_Task description:_ Print nothing except the lines of the listing below from the line with "Mark each instance of the white lower" to the line with "Mark each instance of the cabinet door", each exactly as written, both ends included.

_Provided records:_

####

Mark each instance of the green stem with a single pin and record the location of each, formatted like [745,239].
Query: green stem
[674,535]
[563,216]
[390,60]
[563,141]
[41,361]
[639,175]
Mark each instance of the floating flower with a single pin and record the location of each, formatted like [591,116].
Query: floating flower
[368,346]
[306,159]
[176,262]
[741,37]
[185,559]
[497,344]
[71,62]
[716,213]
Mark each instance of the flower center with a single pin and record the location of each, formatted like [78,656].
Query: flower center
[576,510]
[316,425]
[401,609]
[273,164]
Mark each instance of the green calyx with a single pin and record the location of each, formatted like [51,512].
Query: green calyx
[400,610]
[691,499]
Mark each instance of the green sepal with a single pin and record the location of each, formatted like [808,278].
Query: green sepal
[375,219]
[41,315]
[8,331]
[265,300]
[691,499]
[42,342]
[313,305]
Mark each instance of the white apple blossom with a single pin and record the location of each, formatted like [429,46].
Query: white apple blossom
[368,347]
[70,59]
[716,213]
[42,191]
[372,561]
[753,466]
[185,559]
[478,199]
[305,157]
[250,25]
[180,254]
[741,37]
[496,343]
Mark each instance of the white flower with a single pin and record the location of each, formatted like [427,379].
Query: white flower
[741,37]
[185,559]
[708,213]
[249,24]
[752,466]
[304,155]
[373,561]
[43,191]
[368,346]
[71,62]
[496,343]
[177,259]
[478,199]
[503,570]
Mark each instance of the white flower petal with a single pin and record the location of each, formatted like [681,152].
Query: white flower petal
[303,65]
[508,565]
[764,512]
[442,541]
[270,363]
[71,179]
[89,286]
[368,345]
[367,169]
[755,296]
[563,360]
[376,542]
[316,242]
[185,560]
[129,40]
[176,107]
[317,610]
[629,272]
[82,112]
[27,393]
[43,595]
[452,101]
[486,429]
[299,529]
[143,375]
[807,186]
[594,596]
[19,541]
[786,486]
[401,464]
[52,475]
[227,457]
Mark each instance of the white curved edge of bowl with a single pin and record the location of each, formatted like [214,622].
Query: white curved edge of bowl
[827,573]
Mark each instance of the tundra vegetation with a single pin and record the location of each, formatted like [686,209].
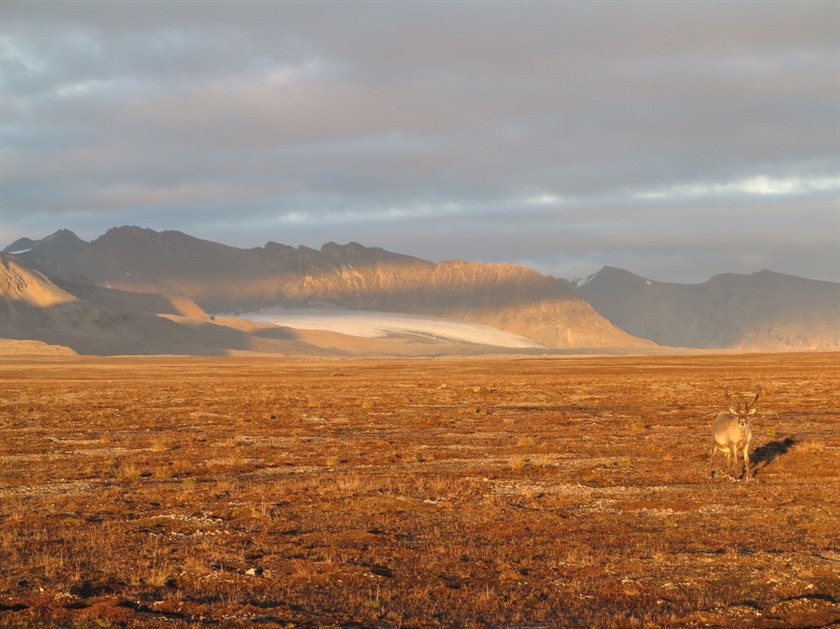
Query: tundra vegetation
[480,492]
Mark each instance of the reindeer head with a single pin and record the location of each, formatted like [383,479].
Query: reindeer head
[742,409]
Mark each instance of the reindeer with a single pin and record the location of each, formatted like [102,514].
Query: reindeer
[731,432]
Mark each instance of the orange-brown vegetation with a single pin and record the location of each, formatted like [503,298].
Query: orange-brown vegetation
[479,492]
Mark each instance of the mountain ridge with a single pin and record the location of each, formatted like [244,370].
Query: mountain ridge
[126,267]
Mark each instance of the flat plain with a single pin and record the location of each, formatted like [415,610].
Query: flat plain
[457,492]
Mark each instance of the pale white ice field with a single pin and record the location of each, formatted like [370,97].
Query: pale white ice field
[371,324]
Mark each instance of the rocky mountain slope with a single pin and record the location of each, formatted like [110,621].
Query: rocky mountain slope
[762,311]
[219,279]
[132,277]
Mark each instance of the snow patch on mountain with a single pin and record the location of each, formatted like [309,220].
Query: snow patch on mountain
[373,324]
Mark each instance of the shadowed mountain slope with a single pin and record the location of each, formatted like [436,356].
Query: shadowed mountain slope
[220,279]
[761,311]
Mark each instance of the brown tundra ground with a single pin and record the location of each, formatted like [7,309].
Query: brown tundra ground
[468,492]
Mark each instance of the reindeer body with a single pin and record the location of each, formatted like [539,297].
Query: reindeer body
[731,432]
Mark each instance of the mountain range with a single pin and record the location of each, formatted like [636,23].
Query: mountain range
[139,291]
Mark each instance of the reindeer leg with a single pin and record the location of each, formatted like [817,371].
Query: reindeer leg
[747,471]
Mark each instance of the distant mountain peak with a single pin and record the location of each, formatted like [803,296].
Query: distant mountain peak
[61,239]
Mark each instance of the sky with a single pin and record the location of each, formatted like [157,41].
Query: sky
[676,140]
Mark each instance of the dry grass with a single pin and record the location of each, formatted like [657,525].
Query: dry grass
[159,492]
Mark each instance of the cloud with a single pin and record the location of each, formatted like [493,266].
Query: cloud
[490,131]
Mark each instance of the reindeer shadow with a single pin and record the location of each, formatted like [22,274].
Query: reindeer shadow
[769,452]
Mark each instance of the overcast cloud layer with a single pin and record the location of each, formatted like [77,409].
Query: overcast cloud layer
[676,140]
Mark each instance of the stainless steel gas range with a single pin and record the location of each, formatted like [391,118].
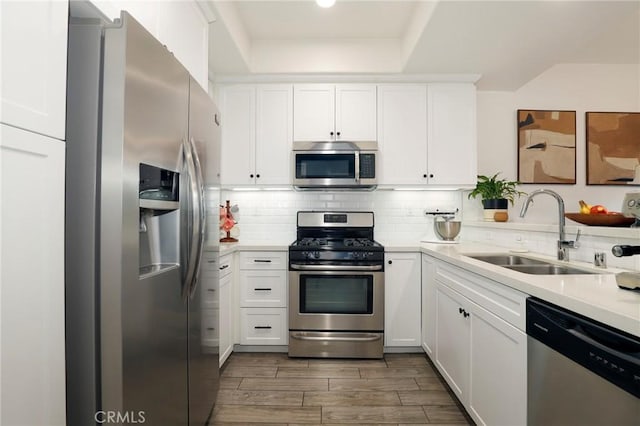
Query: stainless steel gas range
[336,287]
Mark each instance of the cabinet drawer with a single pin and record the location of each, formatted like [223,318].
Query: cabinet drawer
[263,289]
[263,260]
[209,331]
[263,326]
[505,302]
[209,292]
[226,265]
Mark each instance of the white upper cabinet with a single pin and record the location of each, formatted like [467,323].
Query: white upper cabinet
[179,25]
[238,123]
[34,66]
[452,156]
[427,134]
[274,124]
[326,112]
[256,134]
[402,134]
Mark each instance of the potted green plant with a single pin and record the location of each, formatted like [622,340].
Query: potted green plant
[495,194]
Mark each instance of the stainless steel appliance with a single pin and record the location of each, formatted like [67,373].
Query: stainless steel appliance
[336,287]
[580,372]
[334,165]
[142,143]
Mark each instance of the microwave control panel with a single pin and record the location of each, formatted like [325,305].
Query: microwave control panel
[367,166]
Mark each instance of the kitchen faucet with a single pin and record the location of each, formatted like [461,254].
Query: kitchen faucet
[563,244]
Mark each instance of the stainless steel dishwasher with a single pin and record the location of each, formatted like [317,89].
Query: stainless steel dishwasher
[580,372]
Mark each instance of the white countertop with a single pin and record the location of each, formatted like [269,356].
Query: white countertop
[596,296]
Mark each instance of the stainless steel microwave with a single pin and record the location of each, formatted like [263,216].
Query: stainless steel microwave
[335,165]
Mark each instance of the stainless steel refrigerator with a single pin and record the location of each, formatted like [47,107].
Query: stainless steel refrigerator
[142,152]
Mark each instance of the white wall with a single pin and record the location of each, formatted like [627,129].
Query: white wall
[563,87]
[270,216]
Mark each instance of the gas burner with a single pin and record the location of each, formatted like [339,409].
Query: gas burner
[357,242]
[313,242]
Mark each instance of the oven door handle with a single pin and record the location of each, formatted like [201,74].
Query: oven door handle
[299,267]
[364,338]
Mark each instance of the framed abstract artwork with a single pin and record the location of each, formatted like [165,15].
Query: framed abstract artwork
[546,146]
[613,148]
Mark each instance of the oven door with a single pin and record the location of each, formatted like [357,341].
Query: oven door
[336,300]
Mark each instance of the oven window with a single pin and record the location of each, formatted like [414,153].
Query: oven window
[336,294]
[325,166]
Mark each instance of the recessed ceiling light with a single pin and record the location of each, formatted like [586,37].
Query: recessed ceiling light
[325,3]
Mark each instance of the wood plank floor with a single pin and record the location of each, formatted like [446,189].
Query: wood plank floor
[273,389]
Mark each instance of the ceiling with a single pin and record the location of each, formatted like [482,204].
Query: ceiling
[506,43]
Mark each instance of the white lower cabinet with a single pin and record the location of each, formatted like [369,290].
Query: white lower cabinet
[263,298]
[428,305]
[402,299]
[498,366]
[263,326]
[226,307]
[481,354]
[32,311]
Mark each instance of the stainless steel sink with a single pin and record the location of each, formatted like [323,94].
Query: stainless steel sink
[527,265]
[508,259]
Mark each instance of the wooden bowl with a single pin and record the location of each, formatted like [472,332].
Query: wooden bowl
[611,219]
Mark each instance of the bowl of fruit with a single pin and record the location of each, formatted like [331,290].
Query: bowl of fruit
[598,215]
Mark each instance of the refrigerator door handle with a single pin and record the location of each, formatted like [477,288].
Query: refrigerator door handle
[199,195]
[193,218]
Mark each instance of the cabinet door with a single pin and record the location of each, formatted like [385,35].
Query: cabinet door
[498,386]
[452,340]
[356,112]
[313,112]
[402,134]
[32,278]
[274,134]
[226,323]
[452,156]
[428,306]
[184,30]
[238,135]
[402,299]
[34,65]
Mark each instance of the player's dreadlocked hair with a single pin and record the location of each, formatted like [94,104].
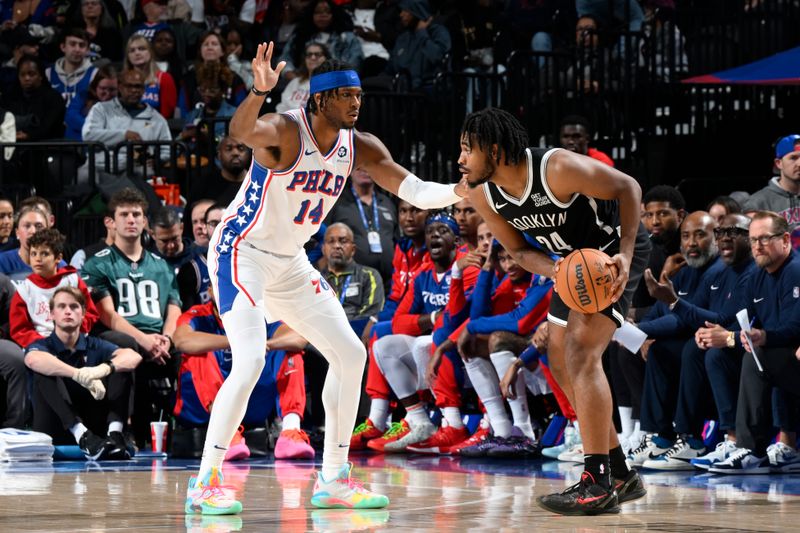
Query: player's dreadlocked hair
[330,65]
[495,126]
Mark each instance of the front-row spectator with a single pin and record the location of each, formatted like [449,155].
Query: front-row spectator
[126,118]
[16,263]
[102,89]
[8,241]
[82,384]
[171,245]
[136,294]
[159,90]
[29,318]
[38,109]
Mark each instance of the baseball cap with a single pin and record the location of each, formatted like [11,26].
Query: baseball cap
[787,145]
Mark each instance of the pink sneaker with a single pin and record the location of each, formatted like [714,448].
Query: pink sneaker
[293,444]
[237,449]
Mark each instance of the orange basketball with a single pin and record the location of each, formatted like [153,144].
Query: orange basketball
[584,281]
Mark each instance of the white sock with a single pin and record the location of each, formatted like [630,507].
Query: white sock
[247,334]
[291,421]
[78,430]
[487,385]
[416,416]
[519,405]
[453,417]
[626,421]
[378,412]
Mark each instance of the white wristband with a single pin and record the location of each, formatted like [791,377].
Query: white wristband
[426,194]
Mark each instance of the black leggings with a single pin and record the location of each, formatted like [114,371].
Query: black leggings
[59,403]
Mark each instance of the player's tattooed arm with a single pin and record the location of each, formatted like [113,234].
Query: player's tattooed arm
[245,124]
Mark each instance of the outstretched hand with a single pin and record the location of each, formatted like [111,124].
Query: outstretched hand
[265,78]
[622,264]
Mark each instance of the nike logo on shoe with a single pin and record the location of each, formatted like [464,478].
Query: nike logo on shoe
[592,499]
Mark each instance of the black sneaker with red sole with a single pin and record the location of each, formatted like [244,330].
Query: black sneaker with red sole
[630,487]
[584,498]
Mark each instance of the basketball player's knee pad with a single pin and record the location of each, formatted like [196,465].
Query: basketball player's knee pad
[449,381]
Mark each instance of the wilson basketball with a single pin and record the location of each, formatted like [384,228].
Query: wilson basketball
[584,281]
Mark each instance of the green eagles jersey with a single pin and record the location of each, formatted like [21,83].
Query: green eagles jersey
[141,290]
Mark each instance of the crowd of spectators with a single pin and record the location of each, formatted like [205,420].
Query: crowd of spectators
[452,324]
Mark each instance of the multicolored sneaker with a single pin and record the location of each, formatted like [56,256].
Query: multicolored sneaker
[352,520]
[741,461]
[783,459]
[345,492]
[293,444]
[210,496]
[630,487]
[572,438]
[364,432]
[517,445]
[442,441]
[237,449]
[396,431]
[720,453]
[584,498]
[419,433]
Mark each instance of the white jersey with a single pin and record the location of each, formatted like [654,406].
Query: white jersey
[278,211]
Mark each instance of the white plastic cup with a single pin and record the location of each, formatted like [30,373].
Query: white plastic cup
[158,434]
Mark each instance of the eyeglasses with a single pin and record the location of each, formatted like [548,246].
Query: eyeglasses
[730,232]
[764,239]
[344,241]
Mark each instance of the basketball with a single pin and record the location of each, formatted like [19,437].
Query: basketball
[584,281]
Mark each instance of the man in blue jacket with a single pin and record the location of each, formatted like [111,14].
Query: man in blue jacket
[710,364]
[772,301]
[670,334]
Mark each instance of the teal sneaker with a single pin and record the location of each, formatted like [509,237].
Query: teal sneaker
[210,497]
[345,492]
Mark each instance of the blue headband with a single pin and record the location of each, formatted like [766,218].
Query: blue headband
[334,80]
[443,218]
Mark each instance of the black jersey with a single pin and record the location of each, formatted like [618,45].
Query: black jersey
[560,228]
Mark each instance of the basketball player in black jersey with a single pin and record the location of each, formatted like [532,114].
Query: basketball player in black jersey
[565,201]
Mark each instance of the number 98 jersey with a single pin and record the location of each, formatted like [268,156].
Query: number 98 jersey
[279,210]
[141,290]
[558,227]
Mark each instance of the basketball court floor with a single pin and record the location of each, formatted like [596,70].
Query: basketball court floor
[427,493]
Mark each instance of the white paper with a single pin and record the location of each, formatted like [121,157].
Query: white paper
[630,337]
[744,323]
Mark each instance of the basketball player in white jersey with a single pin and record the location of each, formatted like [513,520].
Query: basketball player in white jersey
[260,272]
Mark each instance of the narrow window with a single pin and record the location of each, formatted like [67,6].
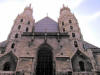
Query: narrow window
[7,66]
[28,22]
[21,20]
[13,45]
[16,35]
[71,27]
[63,29]
[81,65]
[73,34]
[27,29]
[62,23]
[19,27]
[75,44]
[70,21]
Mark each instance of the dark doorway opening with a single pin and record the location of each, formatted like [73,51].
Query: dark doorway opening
[81,64]
[7,66]
[44,61]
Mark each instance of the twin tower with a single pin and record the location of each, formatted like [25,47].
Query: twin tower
[47,47]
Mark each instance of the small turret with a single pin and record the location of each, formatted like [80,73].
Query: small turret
[28,10]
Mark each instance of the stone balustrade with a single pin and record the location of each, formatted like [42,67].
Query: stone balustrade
[7,73]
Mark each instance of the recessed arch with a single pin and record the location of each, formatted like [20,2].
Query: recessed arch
[44,60]
[81,65]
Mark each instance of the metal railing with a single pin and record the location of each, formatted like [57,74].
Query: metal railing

####

_Solution for this task:_
Mark each instance of the white lower cabinet with a single pin and record the location of each, formatted like [369,290].
Query: white lower cabinet
[263,298]
[428,305]
[402,299]
[498,366]
[263,326]
[226,307]
[481,354]
[32,311]
Mark each instance of the stainless steel sink with a single pin and record the location of each, formatted like [323,94].
Query: stainless steel sink
[527,265]
[508,259]
Mark each instance of the wooden bowl with a single pin and record the location of each, formatted like [472,332].
Query: wooden bowl
[611,219]
Mark each instance of the bowl of fruit with a single pin and record the location of each, formatted like [331,290].
Query: bowl of fruit
[598,215]
Mark each instance of the refrigerator door handle with a single pin and record the location of each, formatted like [477,288].
Query: refrigerator door handle
[199,195]
[193,218]
Mark each instance of the cabinet door with a single pin and record the location of each, formatted like [385,35].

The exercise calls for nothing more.